Problem to solve » From the first line to the last, repeat the data exactly but leave out the pictures.

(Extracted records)
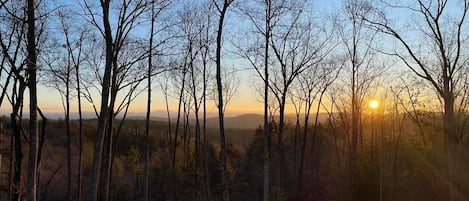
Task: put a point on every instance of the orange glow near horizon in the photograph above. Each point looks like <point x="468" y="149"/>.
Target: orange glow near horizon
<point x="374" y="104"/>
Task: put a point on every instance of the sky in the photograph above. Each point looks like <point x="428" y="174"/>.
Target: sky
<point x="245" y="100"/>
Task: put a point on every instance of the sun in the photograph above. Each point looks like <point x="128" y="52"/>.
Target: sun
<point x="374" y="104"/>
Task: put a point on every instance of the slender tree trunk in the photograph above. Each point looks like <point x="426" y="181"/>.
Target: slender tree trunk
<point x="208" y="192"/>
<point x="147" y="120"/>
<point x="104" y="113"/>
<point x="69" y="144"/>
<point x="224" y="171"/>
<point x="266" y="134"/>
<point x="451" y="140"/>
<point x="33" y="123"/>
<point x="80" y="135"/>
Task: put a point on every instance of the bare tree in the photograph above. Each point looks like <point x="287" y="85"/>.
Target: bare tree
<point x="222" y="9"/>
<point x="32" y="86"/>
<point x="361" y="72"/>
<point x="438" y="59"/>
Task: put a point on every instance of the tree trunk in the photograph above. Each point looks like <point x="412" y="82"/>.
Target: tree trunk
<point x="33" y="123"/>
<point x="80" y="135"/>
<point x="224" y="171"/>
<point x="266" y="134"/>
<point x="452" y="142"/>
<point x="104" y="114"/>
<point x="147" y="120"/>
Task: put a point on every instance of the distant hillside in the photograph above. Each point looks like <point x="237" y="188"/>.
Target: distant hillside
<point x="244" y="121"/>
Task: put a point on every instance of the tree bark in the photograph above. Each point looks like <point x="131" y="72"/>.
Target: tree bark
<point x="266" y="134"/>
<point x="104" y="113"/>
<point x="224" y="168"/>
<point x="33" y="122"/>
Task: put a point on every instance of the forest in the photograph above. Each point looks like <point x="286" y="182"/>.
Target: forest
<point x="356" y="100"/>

Output below »
Task: put a point on every instance of the orange glow near horizon in the photograph above. Each point looks like <point x="468" y="149"/>.
Target: orange glow near horizon
<point x="374" y="104"/>
Task: put a point on every instance of the sky in the photograph above. Each point looks like <point x="428" y="174"/>.
Target: sky
<point x="245" y="100"/>
Task: put a point on every instance of the sun in the photograph above. Each point looks like <point x="128" y="52"/>.
Target: sun
<point x="374" y="104"/>
Task: put a point on every instance of the slender tree trunk in the photograph above. Each point looks like <point x="426" y="181"/>.
Target: slender tree trunk
<point x="208" y="192"/>
<point x="147" y="120"/>
<point x="104" y="113"/>
<point x="69" y="144"/>
<point x="224" y="171"/>
<point x="266" y="134"/>
<point x="451" y="140"/>
<point x="33" y="123"/>
<point x="80" y="135"/>
Task: put a point on every instance of the bare tree in the photograph above. Each point looks like <point x="287" y="85"/>.
Target: bare tree
<point x="222" y="9"/>
<point x="32" y="86"/>
<point x="361" y="72"/>
<point x="438" y="59"/>
Task: put a point on every instance of the tree trunk in the photograph above. Each point looks like <point x="412" y="82"/>.
Target: tree trunk
<point x="33" y="123"/>
<point x="80" y="135"/>
<point x="224" y="171"/>
<point x="266" y="134"/>
<point x="452" y="142"/>
<point x="104" y="114"/>
<point x="147" y="120"/>
Task: put a point on every instance of the distant hillside in the photograph above. Each point looks like <point x="237" y="188"/>.
Target: distant hillside
<point x="244" y="121"/>
Task: put a point on every instance of the tree bark in the photograph above. Each point looks like <point x="131" y="72"/>.
Target: tree bark
<point x="266" y="134"/>
<point x="104" y="113"/>
<point x="224" y="168"/>
<point x="33" y="122"/>
Task: put a point on every instance of the forest in the photograph above. Each point looks like <point x="286" y="182"/>.
Target: forest
<point x="356" y="100"/>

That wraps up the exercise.